[Outline items for labeled areas]
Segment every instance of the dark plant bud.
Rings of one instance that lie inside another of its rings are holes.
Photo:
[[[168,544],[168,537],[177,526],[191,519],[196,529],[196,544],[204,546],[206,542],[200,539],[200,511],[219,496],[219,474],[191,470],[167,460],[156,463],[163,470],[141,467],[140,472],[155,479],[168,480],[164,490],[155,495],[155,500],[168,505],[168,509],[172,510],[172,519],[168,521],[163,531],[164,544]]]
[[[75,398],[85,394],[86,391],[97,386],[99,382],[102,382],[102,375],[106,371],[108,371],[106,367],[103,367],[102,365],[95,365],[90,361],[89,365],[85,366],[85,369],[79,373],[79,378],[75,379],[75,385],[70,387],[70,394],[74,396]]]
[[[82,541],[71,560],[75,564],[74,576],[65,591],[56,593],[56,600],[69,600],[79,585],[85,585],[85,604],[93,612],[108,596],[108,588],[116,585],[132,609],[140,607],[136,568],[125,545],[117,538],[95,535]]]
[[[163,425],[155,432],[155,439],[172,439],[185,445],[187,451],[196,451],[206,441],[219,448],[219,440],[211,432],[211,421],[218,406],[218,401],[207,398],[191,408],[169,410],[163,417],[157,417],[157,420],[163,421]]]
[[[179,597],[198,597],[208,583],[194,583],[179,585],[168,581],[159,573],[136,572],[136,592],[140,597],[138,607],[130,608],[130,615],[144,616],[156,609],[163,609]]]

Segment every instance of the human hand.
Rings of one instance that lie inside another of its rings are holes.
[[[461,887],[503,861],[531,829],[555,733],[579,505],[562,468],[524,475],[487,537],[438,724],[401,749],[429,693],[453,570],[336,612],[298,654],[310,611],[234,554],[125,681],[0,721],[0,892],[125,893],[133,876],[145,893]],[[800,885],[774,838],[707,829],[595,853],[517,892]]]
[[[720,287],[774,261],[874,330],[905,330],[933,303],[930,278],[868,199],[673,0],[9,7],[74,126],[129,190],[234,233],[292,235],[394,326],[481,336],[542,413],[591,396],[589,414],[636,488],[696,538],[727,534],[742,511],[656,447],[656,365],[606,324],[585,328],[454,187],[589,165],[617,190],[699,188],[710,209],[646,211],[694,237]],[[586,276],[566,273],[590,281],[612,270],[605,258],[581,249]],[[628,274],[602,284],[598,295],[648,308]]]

» **What to produce**
Output every one of the records above line for line, changing nothing.

» **Response to this task**
Segment every instance of the dark plant bud.
Rings of one instance that lie inside another of its rings are holes.
Photo:
[[[168,544],[168,537],[177,526],[191,519],[196,529],[196,544],[204,546],[206,542],[200,539],[200,511],[219,496],[219,474],[191,470],[167,460],[156,463],[163,470],[141,467],[140,472],[155,479],[168,480],[164,490],[155,495],[155,500],[168,505],[168,509],[172,510],[172,519],[168,521],[163,531],[164,544]]]
[[[75,398],[85,394],[86,391],[97,386],[99,382],[102,382],[102,375],[106,371],[108,371],[106,367],[103,367],[102,365],[95,365],[90,361],[89,365],[85,366],[85,369],[79,373],[79,378],[75,379],[75,385],[70,387],[70,394],[74,396]]]
[[[82,541],[71,560],[75,564],[74,576],[65,591],[56,593],[56,600],[69,600],[79,585],[85,585],[85,604],[93,612],[108,596],[108,588],[116,585],[132,609],[140,607],[136,568],[125,545],[117,538],[95,535]]]
[[[163,425],[155,432],[155,439],[172,439],[185,445],[187,451],[196,451],[206,441],[219,448],[219,440],[211,432],[211,421],[218,406],[218,401],[207,398],[191,408],[169,410],[163,417],[157,417],[157,420],[163,421]]]
[[[179,597],[198,597],[208,583],[194,583],[179,585],[168,581],[159,573],[136,572],[136,592],[140,597],[138,607],[130,608],[130,615],[144,616],[156,609],[163,609]]]

Segment every instance of the human hand.
Rings of one instance that lie inside another of its rings are holes.
[[[461,887],[503,861],[531,829],[555,733],[579,505],[562,468],[524,475],[487,537],[438,724],[401,749],[429,693],[453,570],[336,612],[298,654],[310,611],[234,554],[125,681],[0,721],[0,892],[125,893],[133,876],[145,893]],[[800,885],[774,838],[707,829],[595,853],[517,892]]]
[[[720,287],[774,261],[874,330],[905,330],[933,303],[930,278],[868,199],[673,0],[9,7],[74,126],[129,190],[234,233],[292,235],[394,326],[481,336],[542,413],[591,396],[589,414],[636,488],[696,538],[727,534],[742,511],[656,447],[656,365],[606,324],[585,328],[454,187],[589,165],[617,190],[699,188],[710,209],[646,211],[694,237]],[[586,276],[566,273],[590,281],[612,270],[605,258],[581,249]],[[628,274],[602,284],[598,295],[648,308]]]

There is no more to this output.